Liputan6.com, Jakarta Pernahkah kamu mendengar istilah "toxic masculinity"? Istilah ini semakin sering muncul dalam berbagai diskusi, terutama ketika membahas bagaimana norma-norma maskulinitas memengaruhi perilaku laki-laki dan dampaknya terhadap lingkungan sekitar.
Baca Juga
Advertisement
Dalam banyak budaya, terutama patriarki, laki-laki sering kali diharapkan untuk tampil kuat, tidak menunjukkan emosi, dan mendominasi. Ini merupakan sebuah standar yang bisa menjadi beban besar bagi mereka sendiri maupun orang-orang di sekitarnya.
Toxic masculinity tidak hanya membatasi ekspresi diri laki-laki, tetapi juga berdampak negatif pada hubungan sosial, peran gender, dan kesejahteraan mental. Maskulinitas bukanlah sesuatu yang buruk, tetapi ketika diterapkan secara kaku dan ekstrem, dampaknya bisa merugikan semua gender.
Berikut penjelasan tentang apa itu toxic masculinity, bentuk, penyebab, dampak, dan cara menghadapinya, dirangkum Liputan6.com dari berbagai sumber, Sabtu (23/3/2025).

» **Data**
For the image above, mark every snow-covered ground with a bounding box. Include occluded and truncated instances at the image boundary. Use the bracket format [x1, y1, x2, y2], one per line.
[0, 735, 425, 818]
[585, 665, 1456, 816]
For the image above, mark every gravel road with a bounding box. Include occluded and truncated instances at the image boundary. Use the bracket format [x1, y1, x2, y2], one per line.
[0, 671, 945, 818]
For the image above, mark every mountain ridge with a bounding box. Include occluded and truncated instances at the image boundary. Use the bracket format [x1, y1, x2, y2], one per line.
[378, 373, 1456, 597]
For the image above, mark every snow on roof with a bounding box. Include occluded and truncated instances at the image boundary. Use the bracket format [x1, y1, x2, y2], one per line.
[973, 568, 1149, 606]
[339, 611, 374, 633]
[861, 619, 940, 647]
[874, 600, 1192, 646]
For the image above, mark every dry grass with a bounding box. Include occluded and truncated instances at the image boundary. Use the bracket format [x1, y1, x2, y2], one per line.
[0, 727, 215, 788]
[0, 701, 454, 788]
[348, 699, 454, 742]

» **Petunjuk Latihan**
1: Menurut teks tentang toxic masculinity, laki-laki dalam budaya patriarki sering kali diharapkan tampil seperti apa?
2: Berdasarkan teks tentang toxic masculinity, jelaskan mengapa tuntutan agar laki-laki tampil kuat dan tidak menunjukkan emosi dianggap bermasalah.
3: Teruskan teks tentang toxic masculinity mulai setelah kalimat terakhir yang ditampilkan.

» **Pembahasan Soal**
1: Laki-laki diharapkan tampil kuat, tidak menunjukkan emosi, dan mendominasi.

2: Tuntutan itu merupakan standar yang bisa menjadi beban besar bagi laki-laki sendiri maupun bagi orang-orang di sekitarnya. Maskulinitas sebenarnya tidak buruk, tetapi jika diterapkan secara kaku dan ekstrem, dampaknya bisa merugikan semua gender.

3:
Apa Itu Toxic Masculinity?
Toxic masculinity merujuk pada serangkaian kepercayaan, kecenderungan, dan perilaku yang berbahaya dan merugikan, berakar pada peran tradisional laki-laki tetapi dibawa ke tingkat ekstrem. Ini bukan berarti maskulinitas itu sendiri buruk, melainkan perilaku dan cara berpikir tertentu yang diasosiasikan dengan maskulinitas yang menjadi bermasalah.
Konsep ini menekankan dominas dan agresi, serta berdampak buruk pada kesehatan mental semua jenis kelamin dan memiliki konsekuensi sosial yang serius. Banyak definisi toxic masculinity muncul dalam penelitian dan budaya populer. Pada intinya, toxic masculinity adalah kepatuhan pada standar sosial yang membatasi dan berpotensi berbahaya yang ditetapkan untuk laki-laki.
Penting untuk diingat bahwa maskulinitas itu sendiri bukanlah sesuatu yang buruk atau beracun. Yang bermasalah adalah interpretasi dan penerapan norma-norma maskulinitas yang ekstrem dan merugikan.
Advertisement
Asal Usul Istilah Toxic Masculinity
Melansir Medical News Today, istilah "toxic masculinity" berakar pada gerakan kaum pria mythopoetic di tahun 1980-an. Gerakan ini, yang didirikan oleh pria untuk pria, bertujuan untuk memberikan pria wadah untuk mengekspresikan 'kejantanan' mereka. Beberapa kelompok pria merasa mereka tidak lagi mampu mengekspresikan perilaku tradisional laki-laki atau maskulin dalam masyarakat modern yang menganggap sifat-sifat tersebut merusak.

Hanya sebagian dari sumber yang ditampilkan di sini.